::: Data records

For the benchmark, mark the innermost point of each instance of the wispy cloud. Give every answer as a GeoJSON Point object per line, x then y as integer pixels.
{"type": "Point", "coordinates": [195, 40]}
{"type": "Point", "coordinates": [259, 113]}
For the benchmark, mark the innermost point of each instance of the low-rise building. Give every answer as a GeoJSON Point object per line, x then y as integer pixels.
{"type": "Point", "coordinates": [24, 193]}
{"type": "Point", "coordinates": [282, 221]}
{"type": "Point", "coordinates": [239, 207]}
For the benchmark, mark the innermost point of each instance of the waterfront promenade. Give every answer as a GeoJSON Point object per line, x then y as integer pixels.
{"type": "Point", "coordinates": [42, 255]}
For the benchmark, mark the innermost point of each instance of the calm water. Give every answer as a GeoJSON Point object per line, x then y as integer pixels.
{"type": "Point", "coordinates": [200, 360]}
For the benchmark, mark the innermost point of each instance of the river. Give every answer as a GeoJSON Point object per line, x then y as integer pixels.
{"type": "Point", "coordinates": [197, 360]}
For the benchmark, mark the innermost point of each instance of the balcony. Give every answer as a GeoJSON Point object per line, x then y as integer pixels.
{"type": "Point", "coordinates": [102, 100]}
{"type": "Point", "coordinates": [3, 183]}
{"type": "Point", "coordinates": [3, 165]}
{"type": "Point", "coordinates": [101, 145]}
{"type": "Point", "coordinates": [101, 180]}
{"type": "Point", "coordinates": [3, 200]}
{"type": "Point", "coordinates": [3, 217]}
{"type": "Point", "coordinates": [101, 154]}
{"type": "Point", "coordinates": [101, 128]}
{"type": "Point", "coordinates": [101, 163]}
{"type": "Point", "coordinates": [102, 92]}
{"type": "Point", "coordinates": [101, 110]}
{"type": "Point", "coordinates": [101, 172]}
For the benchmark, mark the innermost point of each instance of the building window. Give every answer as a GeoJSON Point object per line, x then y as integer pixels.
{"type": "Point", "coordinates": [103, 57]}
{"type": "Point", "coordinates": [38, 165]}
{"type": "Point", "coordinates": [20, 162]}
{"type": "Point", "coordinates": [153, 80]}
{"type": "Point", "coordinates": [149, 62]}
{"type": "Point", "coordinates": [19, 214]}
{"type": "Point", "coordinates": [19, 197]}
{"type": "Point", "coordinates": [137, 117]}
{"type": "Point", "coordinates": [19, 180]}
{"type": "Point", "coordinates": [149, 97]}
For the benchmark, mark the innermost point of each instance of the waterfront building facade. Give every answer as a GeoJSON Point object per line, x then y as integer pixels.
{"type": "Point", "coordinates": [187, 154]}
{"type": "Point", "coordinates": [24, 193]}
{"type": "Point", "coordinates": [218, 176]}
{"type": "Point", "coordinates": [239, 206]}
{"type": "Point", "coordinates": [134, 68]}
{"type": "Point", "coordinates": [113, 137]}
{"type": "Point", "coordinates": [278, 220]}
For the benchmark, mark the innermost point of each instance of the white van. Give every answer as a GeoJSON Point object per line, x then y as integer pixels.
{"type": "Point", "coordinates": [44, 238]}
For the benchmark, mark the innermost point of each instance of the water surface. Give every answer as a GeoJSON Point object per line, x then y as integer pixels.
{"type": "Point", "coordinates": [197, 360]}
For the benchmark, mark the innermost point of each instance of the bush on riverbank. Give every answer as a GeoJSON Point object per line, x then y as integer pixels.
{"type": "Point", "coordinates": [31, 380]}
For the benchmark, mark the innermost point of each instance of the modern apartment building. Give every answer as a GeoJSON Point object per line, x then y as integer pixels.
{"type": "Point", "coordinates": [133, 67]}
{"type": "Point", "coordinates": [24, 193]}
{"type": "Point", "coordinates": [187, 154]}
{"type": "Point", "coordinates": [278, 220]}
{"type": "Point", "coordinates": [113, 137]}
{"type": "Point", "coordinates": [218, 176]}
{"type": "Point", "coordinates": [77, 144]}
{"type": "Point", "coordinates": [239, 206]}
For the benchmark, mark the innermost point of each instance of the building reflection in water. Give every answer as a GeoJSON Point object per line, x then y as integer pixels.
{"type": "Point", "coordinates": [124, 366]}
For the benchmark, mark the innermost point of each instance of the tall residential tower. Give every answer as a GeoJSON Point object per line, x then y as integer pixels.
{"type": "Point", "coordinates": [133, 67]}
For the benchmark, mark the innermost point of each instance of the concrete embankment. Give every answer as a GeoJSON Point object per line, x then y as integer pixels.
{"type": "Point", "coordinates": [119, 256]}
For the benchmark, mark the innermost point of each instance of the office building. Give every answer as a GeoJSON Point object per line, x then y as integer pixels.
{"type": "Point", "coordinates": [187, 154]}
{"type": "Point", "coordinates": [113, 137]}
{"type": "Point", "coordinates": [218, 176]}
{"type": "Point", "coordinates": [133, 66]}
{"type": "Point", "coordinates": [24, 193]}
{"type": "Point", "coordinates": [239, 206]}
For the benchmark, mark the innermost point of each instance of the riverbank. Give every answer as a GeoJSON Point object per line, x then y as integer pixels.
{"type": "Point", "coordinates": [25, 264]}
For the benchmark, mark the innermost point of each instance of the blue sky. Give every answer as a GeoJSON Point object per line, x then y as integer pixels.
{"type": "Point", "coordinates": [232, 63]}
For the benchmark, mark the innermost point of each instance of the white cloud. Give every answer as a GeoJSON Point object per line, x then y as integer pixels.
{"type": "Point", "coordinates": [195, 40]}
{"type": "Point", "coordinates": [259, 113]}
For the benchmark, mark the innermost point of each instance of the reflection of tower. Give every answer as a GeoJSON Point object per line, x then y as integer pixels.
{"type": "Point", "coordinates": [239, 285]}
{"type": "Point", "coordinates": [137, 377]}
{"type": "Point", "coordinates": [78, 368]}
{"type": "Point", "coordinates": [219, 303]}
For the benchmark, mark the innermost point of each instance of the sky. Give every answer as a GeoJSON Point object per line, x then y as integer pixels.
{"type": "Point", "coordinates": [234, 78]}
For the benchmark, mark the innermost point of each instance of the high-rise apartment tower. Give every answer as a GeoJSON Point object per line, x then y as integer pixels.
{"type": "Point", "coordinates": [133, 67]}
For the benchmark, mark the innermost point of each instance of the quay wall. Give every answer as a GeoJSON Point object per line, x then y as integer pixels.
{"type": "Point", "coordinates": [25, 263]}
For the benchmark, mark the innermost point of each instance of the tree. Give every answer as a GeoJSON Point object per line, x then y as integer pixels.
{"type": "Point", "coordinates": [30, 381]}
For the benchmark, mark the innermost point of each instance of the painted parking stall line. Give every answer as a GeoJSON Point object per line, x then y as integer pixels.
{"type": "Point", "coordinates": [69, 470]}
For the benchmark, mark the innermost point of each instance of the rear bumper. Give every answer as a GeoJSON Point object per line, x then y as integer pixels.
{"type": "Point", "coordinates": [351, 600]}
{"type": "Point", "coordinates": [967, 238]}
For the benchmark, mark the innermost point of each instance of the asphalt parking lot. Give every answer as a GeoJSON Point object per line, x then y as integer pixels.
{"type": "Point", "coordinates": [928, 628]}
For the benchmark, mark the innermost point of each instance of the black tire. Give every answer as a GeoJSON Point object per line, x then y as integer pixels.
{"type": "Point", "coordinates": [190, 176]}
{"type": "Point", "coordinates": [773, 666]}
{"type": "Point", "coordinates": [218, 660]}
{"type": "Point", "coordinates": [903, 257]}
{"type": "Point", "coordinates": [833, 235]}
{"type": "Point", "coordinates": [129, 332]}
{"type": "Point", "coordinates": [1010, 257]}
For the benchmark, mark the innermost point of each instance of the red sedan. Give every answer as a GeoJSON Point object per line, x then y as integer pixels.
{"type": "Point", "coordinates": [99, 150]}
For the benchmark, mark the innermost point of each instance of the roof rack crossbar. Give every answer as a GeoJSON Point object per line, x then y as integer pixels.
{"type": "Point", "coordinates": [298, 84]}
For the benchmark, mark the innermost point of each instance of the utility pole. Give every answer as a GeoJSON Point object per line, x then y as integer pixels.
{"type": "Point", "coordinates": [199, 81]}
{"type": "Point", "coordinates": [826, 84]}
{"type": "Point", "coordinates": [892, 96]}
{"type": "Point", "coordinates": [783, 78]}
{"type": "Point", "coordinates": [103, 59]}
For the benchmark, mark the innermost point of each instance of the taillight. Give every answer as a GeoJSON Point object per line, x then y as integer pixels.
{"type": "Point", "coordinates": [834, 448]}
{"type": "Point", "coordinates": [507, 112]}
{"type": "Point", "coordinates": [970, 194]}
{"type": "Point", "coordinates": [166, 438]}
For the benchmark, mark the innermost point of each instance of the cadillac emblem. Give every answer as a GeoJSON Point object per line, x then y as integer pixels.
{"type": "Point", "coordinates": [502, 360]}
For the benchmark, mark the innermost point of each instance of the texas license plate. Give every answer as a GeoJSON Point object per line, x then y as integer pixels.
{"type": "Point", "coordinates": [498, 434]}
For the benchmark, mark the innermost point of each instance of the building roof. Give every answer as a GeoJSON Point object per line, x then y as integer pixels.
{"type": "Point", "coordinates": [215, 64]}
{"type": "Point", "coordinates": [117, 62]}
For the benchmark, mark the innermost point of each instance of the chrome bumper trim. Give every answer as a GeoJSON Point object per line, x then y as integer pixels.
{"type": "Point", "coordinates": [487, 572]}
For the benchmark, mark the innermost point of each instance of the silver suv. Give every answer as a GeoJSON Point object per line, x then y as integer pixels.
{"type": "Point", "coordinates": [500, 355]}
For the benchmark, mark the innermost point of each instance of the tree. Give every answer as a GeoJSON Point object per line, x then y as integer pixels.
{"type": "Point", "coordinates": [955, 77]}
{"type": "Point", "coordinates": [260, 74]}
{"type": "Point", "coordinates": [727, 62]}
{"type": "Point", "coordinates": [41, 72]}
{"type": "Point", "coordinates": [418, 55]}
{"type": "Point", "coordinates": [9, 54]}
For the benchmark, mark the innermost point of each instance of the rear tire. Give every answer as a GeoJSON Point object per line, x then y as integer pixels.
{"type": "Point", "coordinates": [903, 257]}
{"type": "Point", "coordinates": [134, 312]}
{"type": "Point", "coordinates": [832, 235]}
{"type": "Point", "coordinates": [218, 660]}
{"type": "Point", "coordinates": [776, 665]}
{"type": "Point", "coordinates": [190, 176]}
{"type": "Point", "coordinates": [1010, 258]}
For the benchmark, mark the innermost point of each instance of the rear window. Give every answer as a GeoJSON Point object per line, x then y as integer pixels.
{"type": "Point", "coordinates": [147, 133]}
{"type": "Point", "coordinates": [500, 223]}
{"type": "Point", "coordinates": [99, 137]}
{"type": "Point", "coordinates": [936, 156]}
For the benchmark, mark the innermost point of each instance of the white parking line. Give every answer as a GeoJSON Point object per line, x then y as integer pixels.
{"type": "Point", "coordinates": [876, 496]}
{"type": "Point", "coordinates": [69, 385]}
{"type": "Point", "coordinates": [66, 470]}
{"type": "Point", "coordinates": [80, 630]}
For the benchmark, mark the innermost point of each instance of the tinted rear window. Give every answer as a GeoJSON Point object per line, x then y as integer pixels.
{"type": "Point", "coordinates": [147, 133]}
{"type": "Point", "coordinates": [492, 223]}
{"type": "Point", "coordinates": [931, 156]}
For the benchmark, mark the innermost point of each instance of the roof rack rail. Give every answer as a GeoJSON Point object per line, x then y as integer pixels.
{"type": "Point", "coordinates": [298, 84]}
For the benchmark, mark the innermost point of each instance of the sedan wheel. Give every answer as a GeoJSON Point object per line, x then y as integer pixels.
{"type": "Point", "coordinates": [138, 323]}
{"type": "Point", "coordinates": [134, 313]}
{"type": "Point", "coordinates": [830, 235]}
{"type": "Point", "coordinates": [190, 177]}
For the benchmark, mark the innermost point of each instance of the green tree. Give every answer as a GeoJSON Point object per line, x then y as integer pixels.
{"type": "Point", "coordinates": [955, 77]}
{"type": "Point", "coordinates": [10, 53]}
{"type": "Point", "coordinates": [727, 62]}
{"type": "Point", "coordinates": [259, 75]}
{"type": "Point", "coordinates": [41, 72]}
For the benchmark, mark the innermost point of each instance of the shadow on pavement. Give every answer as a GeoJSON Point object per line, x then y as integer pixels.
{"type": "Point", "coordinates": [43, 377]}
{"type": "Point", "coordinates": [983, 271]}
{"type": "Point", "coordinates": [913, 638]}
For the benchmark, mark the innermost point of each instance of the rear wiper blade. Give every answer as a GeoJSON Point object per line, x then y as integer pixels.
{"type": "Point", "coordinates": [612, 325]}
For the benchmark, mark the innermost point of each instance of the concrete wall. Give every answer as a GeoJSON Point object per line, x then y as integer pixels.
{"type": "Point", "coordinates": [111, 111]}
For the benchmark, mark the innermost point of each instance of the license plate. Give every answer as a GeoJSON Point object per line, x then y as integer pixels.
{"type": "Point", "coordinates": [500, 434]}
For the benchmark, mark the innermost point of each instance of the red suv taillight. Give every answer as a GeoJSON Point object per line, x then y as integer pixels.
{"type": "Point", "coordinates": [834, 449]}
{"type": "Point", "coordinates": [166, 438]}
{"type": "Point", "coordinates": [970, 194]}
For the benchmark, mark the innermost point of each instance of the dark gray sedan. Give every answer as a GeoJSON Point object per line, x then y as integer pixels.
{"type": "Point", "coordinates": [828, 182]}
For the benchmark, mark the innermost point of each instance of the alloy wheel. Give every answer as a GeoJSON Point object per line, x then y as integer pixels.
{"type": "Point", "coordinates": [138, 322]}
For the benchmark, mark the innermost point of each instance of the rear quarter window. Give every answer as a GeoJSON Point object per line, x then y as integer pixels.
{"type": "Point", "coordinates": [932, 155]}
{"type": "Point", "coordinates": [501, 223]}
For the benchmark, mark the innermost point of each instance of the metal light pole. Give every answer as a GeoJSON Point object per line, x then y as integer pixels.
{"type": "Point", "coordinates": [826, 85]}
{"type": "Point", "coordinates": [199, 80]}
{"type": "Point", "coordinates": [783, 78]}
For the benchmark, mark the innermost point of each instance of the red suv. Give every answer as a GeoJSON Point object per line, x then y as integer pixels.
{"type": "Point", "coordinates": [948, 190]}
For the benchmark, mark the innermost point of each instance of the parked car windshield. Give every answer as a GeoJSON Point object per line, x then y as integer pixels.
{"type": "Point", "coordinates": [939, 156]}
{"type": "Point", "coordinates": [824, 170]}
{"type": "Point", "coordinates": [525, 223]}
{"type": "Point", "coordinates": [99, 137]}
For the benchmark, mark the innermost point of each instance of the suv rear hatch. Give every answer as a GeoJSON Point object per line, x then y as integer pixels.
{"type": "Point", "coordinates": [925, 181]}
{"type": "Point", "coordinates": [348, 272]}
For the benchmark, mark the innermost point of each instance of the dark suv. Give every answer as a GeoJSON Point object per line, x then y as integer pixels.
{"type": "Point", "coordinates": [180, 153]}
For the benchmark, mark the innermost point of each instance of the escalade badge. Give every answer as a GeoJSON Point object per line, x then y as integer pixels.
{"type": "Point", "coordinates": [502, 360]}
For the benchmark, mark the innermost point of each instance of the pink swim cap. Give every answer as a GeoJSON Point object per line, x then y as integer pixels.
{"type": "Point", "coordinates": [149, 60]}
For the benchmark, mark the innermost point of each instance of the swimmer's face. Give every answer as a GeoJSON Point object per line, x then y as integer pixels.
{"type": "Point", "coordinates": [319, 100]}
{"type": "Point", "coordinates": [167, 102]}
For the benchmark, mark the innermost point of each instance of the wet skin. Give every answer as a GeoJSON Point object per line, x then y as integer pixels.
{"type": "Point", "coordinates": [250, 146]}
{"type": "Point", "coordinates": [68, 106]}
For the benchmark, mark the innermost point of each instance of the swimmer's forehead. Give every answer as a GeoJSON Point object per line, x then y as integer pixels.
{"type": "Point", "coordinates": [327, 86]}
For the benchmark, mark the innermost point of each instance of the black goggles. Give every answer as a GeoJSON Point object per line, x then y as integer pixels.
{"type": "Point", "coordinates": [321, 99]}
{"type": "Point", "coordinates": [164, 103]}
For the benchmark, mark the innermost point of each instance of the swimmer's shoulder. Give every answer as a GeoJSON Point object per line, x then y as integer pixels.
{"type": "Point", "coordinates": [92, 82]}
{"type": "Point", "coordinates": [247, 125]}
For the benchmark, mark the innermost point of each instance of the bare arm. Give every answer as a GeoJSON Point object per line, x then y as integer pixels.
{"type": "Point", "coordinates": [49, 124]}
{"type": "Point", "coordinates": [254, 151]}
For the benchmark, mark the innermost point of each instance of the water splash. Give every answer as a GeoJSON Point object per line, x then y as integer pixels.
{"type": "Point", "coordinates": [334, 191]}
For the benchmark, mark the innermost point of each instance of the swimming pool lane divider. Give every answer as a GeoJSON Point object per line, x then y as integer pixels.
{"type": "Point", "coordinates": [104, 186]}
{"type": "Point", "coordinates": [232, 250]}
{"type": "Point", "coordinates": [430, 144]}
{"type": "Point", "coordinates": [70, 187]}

::::::

Repeat exactly the lines from the line containing "the swimmer's face." through the last line of the records above, including both, and nothing else.

For the benchmark, mark the innermost point of each instance of the swimmer's face. Give every answer as a GeoJSON Point object per line, x then y as integer pixels.
{"type": "Point", "coordinates": [319, 100]}
{"type": "Point", "coordinates": [167, 102]}
For the benchmark, mark the innermost point of each instance of the wet skin. Give every answer as a GeoJSON Point object per line, x then y as integer pixels.
{"type": "Point", "coordinates": [250, 146]}
{"type": "Point", "coordinates": [68, 106]}
For the benchmark, mark the innermost point of each instance of the swimmer's forehead. Give every answer as a GeoJSON Point object per line, x then y as integer pixels.
{"type": "Point", "coordinates": [327, 86]}
For the benchmark, mark the innermost point of each instance of the black goggles. Give every answer as a GeoJSON Point object per line, x then y as integer pixels.
{"type": "Point", "coordinates": [321, 99]}
{"type": "Point", "coordinates": [164, 103]}
For the benchmark, mark the innermost point of each instance of the swimmer's shoulder. Give every answer as a GeoJSON Point object per line, x then y as integer pixels.
{"type": "Point", "coordinates": [92, 82]}
{"type": "Point", "coordinates": [247, 125]}
For the benchmark, mark the innermost point of each instance of the bare arm. Give every answer as a GeoJSON Point object per line, x then y as integer pixels.
{"type": "Point", "coordinates": [49, 124]}
{"type": "Point", "coordinates": [254, 151]}
For the benchmark, mark the innermost point of each instance of the water splash. Give every answer as a GeoJSON Point object per line, x then y as integer pixels.
{"type": "Point", "coordinates": [334, 191]}
For the benchmark, mark the innermost point of each instance of the swimming pool lane divider. Give every answer as a GeoJSON Point object per line, x then y as integer pixels.
{"type": "Point", "coordinates": [104, 186]}
{"type": "Point", "coordinates": [232, 250]}
{"type": "Point", "coordinates": [430, 144]}
{"type": "Point", "coordinates": [70, 187]}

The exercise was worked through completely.